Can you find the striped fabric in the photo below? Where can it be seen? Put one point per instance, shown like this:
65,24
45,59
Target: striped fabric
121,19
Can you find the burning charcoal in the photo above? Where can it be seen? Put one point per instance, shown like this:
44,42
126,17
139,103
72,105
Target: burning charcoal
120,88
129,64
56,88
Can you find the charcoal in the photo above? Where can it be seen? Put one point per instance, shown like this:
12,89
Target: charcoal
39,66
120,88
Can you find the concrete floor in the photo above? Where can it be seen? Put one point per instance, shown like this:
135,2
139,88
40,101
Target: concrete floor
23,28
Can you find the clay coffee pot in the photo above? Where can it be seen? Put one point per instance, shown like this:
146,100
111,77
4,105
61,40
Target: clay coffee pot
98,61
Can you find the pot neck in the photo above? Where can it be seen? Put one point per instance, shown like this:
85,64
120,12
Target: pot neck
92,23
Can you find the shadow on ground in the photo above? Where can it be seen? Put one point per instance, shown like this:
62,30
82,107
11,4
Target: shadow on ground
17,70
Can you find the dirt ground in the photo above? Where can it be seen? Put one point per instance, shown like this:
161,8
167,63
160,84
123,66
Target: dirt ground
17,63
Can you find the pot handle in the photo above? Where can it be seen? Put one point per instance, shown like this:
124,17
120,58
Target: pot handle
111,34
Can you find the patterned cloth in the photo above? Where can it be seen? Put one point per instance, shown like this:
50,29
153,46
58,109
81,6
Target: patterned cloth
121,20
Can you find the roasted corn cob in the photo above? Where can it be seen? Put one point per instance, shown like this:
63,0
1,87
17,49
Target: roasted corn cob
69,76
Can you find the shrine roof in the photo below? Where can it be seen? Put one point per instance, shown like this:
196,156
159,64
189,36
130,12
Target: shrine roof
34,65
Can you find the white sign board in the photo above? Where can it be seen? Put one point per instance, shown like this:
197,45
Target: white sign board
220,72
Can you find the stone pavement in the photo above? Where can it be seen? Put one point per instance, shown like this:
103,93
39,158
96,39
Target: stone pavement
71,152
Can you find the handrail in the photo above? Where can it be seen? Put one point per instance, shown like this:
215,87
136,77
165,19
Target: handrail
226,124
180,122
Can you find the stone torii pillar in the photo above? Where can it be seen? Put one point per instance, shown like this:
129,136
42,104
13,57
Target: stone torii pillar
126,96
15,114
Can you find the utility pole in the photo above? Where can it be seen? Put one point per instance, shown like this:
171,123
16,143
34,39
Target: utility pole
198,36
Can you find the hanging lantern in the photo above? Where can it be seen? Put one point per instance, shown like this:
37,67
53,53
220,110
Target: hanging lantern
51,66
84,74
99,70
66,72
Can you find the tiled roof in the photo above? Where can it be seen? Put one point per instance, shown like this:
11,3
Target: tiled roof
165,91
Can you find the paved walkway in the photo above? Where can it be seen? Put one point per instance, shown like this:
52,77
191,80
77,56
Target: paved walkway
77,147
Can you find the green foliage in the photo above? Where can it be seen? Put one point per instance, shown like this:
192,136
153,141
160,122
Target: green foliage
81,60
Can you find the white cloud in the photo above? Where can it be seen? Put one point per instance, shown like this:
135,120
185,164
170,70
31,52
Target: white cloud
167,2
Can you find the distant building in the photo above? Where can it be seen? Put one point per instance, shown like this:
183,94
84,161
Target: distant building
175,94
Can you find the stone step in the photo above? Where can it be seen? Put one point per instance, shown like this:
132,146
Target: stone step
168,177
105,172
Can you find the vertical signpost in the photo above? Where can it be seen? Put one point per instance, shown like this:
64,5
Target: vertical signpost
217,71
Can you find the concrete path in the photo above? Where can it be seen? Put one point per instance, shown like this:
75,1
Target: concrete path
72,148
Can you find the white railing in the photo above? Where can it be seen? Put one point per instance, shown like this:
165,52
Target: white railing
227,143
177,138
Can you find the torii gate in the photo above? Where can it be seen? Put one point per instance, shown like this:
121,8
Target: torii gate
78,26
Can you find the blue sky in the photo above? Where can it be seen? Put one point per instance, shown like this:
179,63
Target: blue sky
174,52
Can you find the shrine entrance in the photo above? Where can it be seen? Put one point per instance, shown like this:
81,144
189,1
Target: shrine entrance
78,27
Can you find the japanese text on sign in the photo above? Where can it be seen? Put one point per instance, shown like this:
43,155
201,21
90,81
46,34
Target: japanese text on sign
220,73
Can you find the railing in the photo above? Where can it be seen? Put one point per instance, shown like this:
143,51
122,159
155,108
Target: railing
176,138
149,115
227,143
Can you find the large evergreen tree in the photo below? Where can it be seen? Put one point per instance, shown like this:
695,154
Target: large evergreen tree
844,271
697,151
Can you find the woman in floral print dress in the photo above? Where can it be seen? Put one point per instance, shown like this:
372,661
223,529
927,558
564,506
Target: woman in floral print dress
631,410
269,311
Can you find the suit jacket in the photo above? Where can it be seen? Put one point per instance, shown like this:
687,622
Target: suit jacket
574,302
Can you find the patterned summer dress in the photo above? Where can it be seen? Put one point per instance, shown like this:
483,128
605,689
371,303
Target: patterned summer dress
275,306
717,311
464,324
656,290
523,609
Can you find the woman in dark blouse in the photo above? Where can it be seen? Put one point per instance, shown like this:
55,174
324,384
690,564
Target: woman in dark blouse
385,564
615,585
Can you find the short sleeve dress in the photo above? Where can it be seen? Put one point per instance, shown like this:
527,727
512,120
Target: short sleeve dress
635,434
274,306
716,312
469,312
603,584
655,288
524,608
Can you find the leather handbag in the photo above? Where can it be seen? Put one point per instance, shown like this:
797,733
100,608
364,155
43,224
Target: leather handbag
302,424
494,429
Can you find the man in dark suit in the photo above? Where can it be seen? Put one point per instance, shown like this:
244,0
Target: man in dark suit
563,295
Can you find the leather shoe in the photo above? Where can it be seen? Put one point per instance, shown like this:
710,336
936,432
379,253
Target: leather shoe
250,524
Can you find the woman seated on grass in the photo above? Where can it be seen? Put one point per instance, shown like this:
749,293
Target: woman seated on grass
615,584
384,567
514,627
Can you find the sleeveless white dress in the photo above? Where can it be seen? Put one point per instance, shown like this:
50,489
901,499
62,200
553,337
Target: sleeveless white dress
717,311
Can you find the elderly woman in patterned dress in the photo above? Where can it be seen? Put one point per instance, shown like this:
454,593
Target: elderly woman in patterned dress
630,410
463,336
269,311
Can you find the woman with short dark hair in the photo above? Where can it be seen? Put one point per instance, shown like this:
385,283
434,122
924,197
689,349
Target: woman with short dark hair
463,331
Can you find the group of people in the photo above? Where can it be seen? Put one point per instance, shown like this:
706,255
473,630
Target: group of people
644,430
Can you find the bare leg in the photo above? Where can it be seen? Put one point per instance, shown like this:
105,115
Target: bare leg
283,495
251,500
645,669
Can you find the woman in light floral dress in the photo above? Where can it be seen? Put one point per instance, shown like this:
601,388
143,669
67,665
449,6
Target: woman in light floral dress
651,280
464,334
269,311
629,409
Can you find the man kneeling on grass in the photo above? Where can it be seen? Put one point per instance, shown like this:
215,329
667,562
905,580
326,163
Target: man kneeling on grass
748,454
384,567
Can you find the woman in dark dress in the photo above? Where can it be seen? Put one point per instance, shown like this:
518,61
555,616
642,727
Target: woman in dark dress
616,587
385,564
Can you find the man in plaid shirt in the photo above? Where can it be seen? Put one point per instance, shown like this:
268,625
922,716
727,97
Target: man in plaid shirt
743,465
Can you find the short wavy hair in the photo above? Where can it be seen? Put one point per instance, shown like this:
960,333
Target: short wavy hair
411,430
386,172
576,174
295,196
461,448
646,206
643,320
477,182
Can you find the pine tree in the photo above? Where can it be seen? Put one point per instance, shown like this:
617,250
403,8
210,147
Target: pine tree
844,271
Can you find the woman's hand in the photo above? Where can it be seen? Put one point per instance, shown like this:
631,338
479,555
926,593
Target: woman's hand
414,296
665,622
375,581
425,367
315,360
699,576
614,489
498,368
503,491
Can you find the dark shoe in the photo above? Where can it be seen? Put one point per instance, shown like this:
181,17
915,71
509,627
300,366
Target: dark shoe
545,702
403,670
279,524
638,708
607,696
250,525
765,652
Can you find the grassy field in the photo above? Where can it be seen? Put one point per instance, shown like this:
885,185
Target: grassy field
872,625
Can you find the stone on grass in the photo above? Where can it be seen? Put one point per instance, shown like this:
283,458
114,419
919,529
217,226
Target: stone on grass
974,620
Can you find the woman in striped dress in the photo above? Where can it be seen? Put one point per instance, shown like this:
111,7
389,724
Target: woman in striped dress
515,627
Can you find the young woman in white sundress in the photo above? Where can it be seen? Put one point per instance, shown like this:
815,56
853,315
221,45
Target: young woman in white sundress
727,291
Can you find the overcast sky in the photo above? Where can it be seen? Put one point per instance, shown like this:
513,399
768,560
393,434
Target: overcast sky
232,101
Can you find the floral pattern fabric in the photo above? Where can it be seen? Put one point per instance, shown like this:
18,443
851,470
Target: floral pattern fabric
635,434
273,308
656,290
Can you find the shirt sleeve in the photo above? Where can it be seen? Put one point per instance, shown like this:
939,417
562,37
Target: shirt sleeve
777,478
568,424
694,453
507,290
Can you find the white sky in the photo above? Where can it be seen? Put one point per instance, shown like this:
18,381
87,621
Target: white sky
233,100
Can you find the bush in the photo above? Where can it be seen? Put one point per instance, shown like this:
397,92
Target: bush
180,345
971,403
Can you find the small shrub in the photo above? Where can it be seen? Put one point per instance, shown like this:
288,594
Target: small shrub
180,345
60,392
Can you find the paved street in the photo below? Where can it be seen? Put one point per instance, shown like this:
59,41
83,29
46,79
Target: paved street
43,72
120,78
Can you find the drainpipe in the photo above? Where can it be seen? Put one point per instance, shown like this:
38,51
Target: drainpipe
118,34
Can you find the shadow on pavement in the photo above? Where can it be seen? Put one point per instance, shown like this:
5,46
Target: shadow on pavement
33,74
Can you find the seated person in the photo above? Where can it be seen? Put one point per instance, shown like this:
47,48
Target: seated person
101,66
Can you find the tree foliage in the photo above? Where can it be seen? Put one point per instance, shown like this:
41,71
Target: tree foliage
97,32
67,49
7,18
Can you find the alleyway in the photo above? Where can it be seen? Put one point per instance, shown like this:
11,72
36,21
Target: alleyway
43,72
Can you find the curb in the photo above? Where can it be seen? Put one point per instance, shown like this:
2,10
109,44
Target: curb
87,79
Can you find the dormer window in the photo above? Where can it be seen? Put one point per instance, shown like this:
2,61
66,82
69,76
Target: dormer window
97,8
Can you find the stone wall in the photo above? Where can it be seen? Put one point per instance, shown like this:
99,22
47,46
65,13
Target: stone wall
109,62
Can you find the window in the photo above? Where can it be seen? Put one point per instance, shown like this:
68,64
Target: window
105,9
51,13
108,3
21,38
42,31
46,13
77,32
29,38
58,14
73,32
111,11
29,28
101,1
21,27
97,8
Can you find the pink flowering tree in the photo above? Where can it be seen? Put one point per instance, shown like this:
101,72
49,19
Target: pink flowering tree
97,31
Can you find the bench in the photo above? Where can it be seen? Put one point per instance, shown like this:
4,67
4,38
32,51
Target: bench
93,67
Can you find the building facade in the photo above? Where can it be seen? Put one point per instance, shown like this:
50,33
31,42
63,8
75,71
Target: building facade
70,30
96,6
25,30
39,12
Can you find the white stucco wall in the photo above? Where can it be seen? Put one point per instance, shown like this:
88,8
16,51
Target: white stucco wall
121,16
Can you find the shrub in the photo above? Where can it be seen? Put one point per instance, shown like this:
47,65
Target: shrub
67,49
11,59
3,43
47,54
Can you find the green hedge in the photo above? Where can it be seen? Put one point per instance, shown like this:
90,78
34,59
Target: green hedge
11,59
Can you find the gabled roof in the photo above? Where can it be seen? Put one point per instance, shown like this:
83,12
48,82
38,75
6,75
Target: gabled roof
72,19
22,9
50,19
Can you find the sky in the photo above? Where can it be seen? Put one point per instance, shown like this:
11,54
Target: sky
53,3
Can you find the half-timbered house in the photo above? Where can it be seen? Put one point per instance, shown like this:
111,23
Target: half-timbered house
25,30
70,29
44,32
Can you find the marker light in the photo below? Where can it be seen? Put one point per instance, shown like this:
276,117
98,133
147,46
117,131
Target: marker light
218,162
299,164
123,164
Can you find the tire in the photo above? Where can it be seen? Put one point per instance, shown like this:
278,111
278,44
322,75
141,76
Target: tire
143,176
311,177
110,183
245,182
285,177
◇ ◇ ◇ ◇ ◇ ◇ ◇
**Exercise:** Format the items from the line containing "Can you find the gabled" through the last line of the items as a Markdown table with two columns, Row and Text. Put the row number in Row and the line in Text, and leave out blank lines.

**Complete answer:**
| Row | Text |
|---|---|
| 1 | Can you find the gabled roof in the photo above? Where can it be seen? Put one point per instance, shown like this: |
| 2 | 83,12 |
| 3 | 48,82 |
| 4 | 38,75 |
| 5 | 6,75 |
| 6 | Target: gabled roof |
| 7 | 72,19 |
| 8 | 22,9 |
| 9 | 50,19 |
| 10 | Can you find the sky in the photo above? Where can it be seen? Put one point per instance, shown like this: |
| 11 | 11,54 |
| 12 | Target: sky |
| 13 | 53,3 |
| 14 | Can you find the half-timbered house in the photo above? Where can it be seen? Put one point per instance, shown like this: |
| 15 | 111,23 |
| 16 | Target: half-timbered house |
| 17 | 25,30 |
| 18 | 70,29 |
| 19 | 44,32 |
| 20 | Can you find the marker light in the photo below? Where can it be seen? Put one point per instance, shown like this: |
| 21 | 276,117 |
| 22 | 98,133 |
| 23 | 147,46 |
| 24 | 117,131 |
| 25 | Target: marker light |
| 26 | 218,162 |
| 27 | 299,164 |
| 28 | 123,164 |
| 29 | Can you find the tire in the photo above? Where can it be seen? Put one point per instance, shown like this: |
| 30 | 278,111 |
| 31 | 278,44 |
| 32 | 322,75 |
| 33 | 141,76 |
| 34 | Target: tire |
| 35 | 143,176 |
| 36 | 311,177 |
| 37 | 110,183 |
| 38 | 245,182 |
| 39 | 285,177 |